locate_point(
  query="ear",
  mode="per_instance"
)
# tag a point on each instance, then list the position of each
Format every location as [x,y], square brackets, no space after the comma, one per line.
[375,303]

..............................

Objective:
Please rewrite the lines above, substituting "nose" for "ear" and keeping everything else unchanged.

Solution to the problem:
locate_point(
  query="nose",
  mode="per_instance"
)
# tag a point on each instance, then list the position of each
Format every location as [x,y], square brackets, no space after the comma, one per line.
[375,303]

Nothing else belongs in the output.